EXERCISE OBJECTIVE:
Working through the entries below, find how many lines include the string "wall"; give only that number.

EXERCISE DATA:

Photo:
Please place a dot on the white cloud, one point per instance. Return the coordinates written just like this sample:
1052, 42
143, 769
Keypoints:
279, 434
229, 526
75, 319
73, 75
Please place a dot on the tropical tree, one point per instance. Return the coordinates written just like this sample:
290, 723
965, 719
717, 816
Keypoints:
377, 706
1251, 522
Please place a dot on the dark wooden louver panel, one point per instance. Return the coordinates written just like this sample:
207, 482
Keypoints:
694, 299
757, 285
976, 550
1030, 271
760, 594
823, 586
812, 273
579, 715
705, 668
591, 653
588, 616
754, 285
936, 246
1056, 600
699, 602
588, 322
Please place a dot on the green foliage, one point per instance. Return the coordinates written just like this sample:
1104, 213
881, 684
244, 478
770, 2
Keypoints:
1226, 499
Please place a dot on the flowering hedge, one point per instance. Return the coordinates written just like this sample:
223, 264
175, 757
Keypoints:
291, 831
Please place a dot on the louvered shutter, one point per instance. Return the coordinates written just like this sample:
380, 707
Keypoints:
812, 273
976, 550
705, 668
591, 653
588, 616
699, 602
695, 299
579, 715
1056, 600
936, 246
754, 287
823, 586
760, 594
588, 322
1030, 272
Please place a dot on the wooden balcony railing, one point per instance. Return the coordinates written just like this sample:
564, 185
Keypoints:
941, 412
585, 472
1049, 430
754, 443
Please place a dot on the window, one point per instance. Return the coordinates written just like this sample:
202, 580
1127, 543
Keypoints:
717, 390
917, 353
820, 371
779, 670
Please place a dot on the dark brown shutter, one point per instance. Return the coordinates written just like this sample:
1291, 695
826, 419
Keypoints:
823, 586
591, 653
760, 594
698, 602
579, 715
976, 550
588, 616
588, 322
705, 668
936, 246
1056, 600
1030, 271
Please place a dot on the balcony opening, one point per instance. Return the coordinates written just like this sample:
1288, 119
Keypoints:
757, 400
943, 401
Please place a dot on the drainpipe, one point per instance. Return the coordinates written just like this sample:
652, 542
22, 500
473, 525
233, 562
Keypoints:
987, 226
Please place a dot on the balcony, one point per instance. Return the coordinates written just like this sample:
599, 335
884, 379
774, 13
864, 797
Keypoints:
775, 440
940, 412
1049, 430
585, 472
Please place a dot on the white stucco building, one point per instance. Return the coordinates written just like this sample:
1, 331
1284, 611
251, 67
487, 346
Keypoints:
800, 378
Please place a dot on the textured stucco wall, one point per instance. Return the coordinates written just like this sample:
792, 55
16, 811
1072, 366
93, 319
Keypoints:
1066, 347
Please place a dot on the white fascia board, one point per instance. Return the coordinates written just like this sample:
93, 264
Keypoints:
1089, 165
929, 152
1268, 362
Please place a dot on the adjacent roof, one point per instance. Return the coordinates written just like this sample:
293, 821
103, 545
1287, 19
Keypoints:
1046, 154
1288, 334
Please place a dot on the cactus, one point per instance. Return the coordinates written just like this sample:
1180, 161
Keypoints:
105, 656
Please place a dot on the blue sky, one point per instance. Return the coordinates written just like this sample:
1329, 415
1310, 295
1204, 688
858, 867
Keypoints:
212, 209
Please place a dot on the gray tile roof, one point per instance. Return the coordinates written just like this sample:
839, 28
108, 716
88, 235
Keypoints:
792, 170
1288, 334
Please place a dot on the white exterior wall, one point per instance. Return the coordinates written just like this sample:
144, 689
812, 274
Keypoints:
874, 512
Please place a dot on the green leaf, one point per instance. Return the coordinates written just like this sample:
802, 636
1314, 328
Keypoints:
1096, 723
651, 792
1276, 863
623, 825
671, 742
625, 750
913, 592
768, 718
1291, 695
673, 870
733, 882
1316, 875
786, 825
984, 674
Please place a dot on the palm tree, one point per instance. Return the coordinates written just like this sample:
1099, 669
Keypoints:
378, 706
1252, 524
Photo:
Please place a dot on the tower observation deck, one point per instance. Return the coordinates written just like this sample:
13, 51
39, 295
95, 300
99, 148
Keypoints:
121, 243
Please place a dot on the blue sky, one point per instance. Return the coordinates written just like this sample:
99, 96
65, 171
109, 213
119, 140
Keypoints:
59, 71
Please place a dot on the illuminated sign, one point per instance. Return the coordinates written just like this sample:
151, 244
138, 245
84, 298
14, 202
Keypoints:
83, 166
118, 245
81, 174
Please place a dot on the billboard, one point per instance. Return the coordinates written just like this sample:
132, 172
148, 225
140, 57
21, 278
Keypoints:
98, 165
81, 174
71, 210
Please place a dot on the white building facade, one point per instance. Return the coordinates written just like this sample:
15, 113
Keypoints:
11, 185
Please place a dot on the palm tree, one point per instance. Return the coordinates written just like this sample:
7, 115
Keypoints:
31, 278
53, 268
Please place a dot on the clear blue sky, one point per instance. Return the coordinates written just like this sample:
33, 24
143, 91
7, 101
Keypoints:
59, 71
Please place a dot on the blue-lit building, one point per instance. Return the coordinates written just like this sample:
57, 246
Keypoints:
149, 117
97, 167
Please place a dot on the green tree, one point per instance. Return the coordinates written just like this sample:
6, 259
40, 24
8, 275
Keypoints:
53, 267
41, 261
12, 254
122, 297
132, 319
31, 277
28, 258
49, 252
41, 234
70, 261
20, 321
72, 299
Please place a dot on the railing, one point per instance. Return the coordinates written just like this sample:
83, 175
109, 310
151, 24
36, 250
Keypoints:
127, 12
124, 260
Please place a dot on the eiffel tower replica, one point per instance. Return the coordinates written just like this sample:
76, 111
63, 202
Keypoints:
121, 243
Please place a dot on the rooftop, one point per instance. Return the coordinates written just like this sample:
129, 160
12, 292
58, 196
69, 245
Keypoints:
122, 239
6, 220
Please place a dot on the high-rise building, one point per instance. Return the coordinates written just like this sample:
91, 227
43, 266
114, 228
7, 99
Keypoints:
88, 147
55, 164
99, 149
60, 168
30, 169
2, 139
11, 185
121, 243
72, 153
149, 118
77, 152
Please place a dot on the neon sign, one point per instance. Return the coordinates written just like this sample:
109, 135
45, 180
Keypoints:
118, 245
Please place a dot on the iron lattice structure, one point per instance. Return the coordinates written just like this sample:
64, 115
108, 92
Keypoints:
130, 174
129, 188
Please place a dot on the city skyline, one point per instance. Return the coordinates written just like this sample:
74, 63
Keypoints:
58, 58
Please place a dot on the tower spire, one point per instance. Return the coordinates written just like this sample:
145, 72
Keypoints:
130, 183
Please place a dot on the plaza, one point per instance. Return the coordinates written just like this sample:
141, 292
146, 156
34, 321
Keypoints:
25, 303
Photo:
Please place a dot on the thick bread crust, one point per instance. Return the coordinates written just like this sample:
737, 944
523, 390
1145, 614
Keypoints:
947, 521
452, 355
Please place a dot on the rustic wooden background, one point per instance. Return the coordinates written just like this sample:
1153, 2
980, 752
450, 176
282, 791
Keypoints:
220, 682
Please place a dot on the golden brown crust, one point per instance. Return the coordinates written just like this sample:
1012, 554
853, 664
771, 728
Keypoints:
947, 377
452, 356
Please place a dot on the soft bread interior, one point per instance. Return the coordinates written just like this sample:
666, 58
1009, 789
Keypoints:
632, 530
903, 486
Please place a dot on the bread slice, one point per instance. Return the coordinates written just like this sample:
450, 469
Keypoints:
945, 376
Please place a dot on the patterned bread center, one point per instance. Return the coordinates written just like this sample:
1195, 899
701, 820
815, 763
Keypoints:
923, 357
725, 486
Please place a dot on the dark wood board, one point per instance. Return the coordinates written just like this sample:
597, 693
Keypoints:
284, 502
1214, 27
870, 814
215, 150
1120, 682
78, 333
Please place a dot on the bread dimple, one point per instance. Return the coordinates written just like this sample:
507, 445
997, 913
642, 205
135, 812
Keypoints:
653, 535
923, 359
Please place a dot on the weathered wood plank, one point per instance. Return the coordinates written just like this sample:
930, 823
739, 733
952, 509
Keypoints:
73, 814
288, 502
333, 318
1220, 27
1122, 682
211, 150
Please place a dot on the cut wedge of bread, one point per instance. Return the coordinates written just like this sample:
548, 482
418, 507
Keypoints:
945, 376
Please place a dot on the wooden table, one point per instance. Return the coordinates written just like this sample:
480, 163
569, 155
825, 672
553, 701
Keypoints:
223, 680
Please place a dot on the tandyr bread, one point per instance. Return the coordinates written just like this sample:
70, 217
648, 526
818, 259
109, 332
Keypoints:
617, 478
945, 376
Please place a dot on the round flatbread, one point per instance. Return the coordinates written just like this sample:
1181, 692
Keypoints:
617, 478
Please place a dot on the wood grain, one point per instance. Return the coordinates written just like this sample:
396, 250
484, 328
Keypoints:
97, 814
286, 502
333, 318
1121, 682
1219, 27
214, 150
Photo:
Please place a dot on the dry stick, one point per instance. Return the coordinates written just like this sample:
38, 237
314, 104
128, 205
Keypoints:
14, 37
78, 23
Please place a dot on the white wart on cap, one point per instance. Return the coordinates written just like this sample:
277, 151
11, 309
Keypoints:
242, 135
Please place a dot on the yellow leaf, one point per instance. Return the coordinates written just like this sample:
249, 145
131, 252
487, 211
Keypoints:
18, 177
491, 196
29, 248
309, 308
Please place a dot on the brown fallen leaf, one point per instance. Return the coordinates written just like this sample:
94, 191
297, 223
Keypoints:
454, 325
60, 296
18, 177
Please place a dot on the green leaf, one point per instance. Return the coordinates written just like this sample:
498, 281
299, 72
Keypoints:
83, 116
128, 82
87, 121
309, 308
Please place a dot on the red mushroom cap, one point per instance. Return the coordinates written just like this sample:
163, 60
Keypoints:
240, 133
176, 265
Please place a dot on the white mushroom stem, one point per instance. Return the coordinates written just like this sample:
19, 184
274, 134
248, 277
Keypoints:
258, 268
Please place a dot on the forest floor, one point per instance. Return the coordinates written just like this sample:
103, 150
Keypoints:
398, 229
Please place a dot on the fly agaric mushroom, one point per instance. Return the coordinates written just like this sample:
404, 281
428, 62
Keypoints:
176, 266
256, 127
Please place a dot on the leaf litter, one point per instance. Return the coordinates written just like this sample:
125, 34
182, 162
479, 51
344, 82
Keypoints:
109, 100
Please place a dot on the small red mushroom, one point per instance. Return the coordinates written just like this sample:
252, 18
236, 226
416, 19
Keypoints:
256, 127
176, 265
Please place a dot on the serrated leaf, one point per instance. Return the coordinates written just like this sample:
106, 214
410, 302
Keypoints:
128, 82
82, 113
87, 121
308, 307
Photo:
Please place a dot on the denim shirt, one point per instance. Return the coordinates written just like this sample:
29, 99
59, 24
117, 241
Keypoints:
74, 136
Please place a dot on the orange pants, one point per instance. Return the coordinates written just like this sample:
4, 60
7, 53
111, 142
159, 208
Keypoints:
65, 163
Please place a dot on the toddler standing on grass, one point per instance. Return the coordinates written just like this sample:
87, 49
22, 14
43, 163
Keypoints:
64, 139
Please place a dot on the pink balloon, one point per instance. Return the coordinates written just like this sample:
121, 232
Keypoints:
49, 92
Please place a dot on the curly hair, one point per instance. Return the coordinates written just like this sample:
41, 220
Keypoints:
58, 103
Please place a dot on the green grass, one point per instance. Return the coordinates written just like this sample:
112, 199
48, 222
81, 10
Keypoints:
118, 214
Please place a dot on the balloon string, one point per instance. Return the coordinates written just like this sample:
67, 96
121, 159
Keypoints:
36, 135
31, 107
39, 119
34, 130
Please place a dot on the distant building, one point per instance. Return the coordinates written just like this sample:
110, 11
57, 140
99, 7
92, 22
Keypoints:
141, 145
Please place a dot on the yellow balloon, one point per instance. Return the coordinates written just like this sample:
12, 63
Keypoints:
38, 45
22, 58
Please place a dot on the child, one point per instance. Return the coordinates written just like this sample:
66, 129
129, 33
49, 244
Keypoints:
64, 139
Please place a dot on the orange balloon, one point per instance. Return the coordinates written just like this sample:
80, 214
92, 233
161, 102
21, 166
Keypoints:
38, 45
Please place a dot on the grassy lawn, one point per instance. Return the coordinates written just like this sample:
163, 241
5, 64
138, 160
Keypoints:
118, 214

OUTPUT FOR THIS TASK:
2